*** INFORMATION SHOWN ***
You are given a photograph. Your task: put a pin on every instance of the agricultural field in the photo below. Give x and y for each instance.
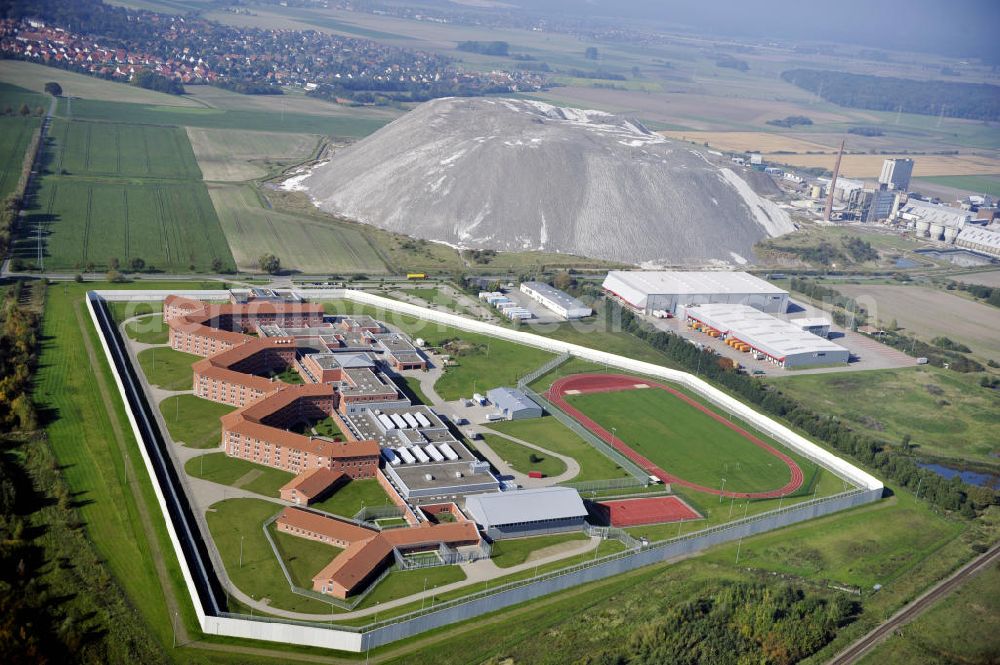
(480, 362)
(239, 473)
(230, 155)
(869, 166)
(303, 244)
(91, 442)
(194, 421)
(33, 77)
(168, 369)
(683, 440)
(964, 627)
(119, 150)
(763, 142)
(948, 415)
(515, 551)
(15, 135)
(929, 313)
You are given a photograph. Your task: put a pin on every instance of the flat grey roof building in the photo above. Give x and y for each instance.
(519, 507)
(785, 343)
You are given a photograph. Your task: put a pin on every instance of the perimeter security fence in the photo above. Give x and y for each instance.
(203, 582)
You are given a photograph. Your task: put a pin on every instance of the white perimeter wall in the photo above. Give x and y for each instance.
(350, 641)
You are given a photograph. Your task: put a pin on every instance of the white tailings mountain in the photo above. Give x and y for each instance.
(519, 175)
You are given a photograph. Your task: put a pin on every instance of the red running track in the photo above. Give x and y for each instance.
(600, 383)
(652, 510)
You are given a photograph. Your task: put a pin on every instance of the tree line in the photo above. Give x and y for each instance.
(58, 603)
(852, 315)
(894, 462)
(975, 101)
(12, 204)
(734, 622)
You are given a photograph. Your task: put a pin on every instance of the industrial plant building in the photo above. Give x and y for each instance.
(932, 221)
(896, 173)
(513, 404)
(528, 512)
(650, 291)
(784, 343)
(556, 300)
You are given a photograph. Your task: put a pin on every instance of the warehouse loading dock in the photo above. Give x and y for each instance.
(749, 330)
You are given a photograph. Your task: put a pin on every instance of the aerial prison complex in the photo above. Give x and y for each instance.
(735, 307)
(371, 430)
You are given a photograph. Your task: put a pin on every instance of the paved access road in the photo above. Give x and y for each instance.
(854, 652)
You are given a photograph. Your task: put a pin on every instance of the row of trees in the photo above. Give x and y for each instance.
(896, 464)
(976, 101)
(58, 603)
(734, 622)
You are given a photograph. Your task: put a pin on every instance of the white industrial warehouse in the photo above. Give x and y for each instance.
(555, 300)
(651, 291)
(782, 342)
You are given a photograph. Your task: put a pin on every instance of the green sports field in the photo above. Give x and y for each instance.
(194, 421)
(121, 150)
(302, 243)
(683, 440)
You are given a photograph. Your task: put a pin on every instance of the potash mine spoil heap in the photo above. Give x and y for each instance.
(521, 175)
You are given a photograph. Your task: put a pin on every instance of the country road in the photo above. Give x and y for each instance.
(854, 652)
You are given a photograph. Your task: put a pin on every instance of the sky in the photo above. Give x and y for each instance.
(964, 28)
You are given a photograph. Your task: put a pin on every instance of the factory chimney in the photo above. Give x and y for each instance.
(833, 184)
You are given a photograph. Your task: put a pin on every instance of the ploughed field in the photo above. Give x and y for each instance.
(125, 192)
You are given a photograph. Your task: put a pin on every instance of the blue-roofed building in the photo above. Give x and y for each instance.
(513, 404)
(529, 512)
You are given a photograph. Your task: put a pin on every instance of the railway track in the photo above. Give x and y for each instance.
(910, 612)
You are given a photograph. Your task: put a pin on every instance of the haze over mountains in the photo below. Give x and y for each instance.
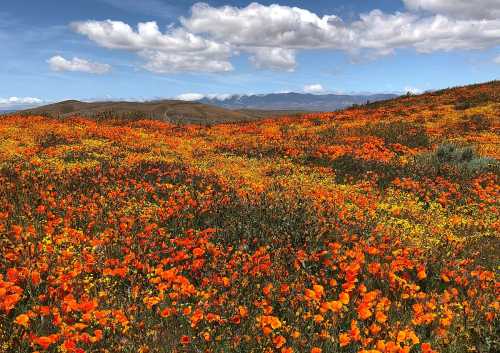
(211, 110)
(294, 101)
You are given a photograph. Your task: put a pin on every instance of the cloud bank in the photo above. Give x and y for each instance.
(58, 63)
(19, 102)
(207, 39)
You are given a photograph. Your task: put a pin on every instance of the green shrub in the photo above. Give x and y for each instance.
(453, 161)
(52, 139)
(402, 132)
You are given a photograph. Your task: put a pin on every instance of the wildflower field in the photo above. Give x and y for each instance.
(373, 229)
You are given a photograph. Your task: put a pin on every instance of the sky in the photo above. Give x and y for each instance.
(54, 50)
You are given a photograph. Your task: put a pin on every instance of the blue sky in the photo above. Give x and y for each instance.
(92, 49)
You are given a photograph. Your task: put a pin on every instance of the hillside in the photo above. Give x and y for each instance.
(370, 230)
(295, 101)
(165, 110)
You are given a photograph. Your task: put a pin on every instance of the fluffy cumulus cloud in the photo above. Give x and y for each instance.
(314, 88)
(412, 90)
(58, 63)
(273, 58)
(478, 9)
(190, 96)
(206, 40)
(19, 102)
(175, 50)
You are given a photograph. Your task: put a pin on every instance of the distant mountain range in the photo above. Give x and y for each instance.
(206, 110)
(167, 110)
(294, 101)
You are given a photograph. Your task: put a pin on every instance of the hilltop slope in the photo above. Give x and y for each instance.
(373, 229)
(165, 110)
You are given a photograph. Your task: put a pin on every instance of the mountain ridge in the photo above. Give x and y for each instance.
(294, 101)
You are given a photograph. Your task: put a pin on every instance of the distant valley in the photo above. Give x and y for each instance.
(295, 101)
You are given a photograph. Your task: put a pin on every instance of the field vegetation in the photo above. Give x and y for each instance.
(370, 230)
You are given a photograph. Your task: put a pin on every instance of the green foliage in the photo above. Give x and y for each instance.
(402, 132)
(52, 139)
(471, 102)
(455, 162)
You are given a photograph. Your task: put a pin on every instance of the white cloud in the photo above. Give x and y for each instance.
(58, 63)
(206, 40)
(465, 9)
(412, 90)
(19, 102)
(273, 58)
(173, 51)
(314, 88)
(190, 96)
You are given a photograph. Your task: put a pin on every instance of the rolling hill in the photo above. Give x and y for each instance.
(206, 111)
(165, 110)
(371, 229)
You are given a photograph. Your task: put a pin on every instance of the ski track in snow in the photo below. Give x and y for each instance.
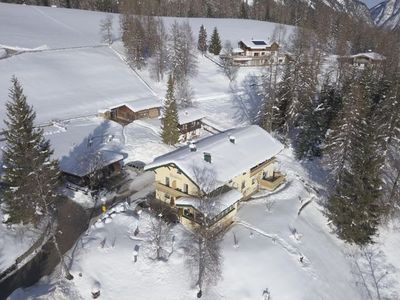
(55, 20)
(123, 59)
(293, 252)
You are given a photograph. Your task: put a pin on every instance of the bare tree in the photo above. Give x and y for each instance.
(205, 256)
(184, 93)
(160, 61)
(106, 27)
(229, 69)
(160, 237)
(47, 199)
(373, 274)
(182, 51)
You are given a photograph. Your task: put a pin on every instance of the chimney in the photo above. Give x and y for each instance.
(192, 147)
(207, 157)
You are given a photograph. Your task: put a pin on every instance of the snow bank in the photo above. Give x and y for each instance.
(3, 53)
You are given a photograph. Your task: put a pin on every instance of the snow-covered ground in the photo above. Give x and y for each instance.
(74, 82)
(71, 83)
(14, 241)
(271, 237)
(46, 27)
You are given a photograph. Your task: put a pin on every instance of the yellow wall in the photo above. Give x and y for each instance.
(250, 182)
(176, 181)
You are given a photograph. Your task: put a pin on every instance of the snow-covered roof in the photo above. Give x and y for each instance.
(255, 44)
(189, 115)
(218, 203)
(237, 50)
(76, 144)
(370, 55)
(87, 164)
(252, 146)
(140, 104)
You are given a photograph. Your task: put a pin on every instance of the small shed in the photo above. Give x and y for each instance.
(102, 164)
(363, 59)
(128, 112)
(189, 122)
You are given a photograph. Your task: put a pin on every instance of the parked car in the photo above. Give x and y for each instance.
(137, 165)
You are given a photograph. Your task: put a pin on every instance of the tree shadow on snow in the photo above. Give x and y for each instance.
(247, 98)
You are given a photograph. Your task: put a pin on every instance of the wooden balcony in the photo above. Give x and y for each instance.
(272, 183)
(261, 166)
(169, 190)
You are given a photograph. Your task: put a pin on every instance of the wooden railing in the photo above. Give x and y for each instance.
(169, 190)
(261, 166)
(273, 182)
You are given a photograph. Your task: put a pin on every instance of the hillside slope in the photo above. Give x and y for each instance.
(387, 14)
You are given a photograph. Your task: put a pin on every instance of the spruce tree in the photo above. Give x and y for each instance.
(354, 207)
(170, 131)
(202, 41)
(283, 98)
(30, 175)
(215, 43)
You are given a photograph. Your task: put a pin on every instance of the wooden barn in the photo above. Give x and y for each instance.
(189, 121)
(128, 112)
(254, 53)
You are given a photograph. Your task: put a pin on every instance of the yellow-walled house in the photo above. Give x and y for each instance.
(206, 180)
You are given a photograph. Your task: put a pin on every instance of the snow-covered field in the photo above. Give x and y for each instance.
(267, 255)
(74, 82)
(71, 83)
(14, 242)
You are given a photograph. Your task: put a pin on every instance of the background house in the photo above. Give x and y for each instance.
(189, 121)
(363, 59)
(254, 53)
(228, 167)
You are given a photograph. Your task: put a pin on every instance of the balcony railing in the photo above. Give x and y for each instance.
(261, 166)
(272, 183)
(169, 190)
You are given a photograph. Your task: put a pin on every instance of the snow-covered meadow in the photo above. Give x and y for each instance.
(271, 239)
(272, 235)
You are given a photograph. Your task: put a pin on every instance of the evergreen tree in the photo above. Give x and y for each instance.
(31, 177)
(202, 41)
(355, 208)
(170, 131)
(182, 54)
(283, 98)
(243, 11)
(330, 102)
(215, 43)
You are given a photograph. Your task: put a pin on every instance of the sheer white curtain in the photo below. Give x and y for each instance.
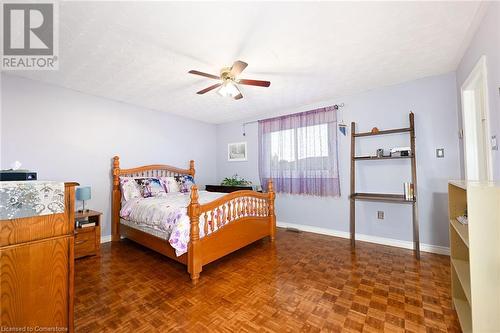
***
ACTION ITEM> The line with "of the background" and each line after it, through the final line of the data, are to be duplicated exactly, with pictures left out and nothing more included.

TASK SOLUTION>
You are given a photograph. Your task: put a pin on every instance of the background house in the photo above. Give x and y for each instance.
(189, 121)
(363, 59)
(254, 53)
(228, 167)
You are given a photograph. Your task: put a pin on every instance of the balcony railing in the photo above. Give x and y for each instance.
(261, 166)
(272, 183)
(169, 190)
You are given a photograph. Your task: put a pin on every instance of the snow-covered meadow in the photo above. Give x and y for each instance.
(271, 239)
(272, 235)
You are given a photograph. Your task: put a pin on every instance of the evergreen tree in the photo above. Give x and y for each instance.
(31, 177)
(202, 41)
(355, 208)
(170, 131)
(182, 54)
(283, 98)
(243, 11)
(330, 102)
(215, 43)
You are given a photograph. Your task: put a pin on every instance of the sheer white curtain in the photo below. Give x and y for each instance.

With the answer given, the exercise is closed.